__Given task 1__.
List the justices who joined the opinion of the Court in the case summary below.
__Given task 2__.
According to the case summary below, who argued the cause for the petitioners?

__ U.S. __ (2015), 13-1080, Department of Transportation v. Association of American Railroads
|Citation:||__ U.S. __, 135 S.Ct. 1225, 191 L.Ed.2d 153, 83 U.S.L.W. 4145, 25 Fla.L.Weekly Fed. S 114|
|Opinion Judge:||KENNEDY, JUSTICE|
|Party Name:||DEPARTMENT OF TRANSPORTATION, ET AL., PETITIONERS v. ASSOCIATION OF AMERICAN RAILROADS|
|Attorney:||Curtis E. Gannon argued the cause for petitioners. Thomas H. Dupree, Jr. argued the cause for respondent.|
|Judge Panel:||KENNEDY, J., delivered the opinion of the Court, in which ROBERTS, C. J., and SCALIA, GINSBURG, BREYER, ALITO, SOTOMAYOR, and KAGAN, JJ., joined. ALITO, J., filed a concurring opinion. THOMAS, J., filed an opinion concurring in the judgment. ALITO, JUSTICE concurring. THOMAS, JUSTICE concurring i...|
|Case Date:||March 09, 2015|
|Court:||United States Supreme Court|
The National Railroad Passenger Corporation (Amtrak) has priority to use track systems owned by the freight railroads for passenger rail travel, at agreed rates or rates set by the Surface Transportation Board. In 2008, Congress gave Amtrak and the Federal Railroad Administration (FRA) joint authority to issue “metrics and standards” addressing performance and scheduling of passenger railroad services, 122 Stat. ... (see full summary)

__Information supplied__.
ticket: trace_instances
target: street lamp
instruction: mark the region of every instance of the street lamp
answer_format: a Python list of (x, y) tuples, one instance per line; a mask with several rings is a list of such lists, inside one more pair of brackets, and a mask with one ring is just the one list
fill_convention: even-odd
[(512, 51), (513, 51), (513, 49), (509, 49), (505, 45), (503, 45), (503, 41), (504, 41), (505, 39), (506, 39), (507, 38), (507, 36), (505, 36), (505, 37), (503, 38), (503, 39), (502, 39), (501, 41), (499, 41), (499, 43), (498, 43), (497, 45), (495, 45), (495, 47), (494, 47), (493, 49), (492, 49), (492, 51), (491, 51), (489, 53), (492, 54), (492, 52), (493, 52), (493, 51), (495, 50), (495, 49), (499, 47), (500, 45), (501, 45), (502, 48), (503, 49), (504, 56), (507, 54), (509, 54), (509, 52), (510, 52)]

__Written reply 1__.
Roberts (Chief Justice), Scalia, Ginsburg, Breyer, Alito, Sotomayor, and Kagan.

__Written reply 2__.
Curtis E. Gannon.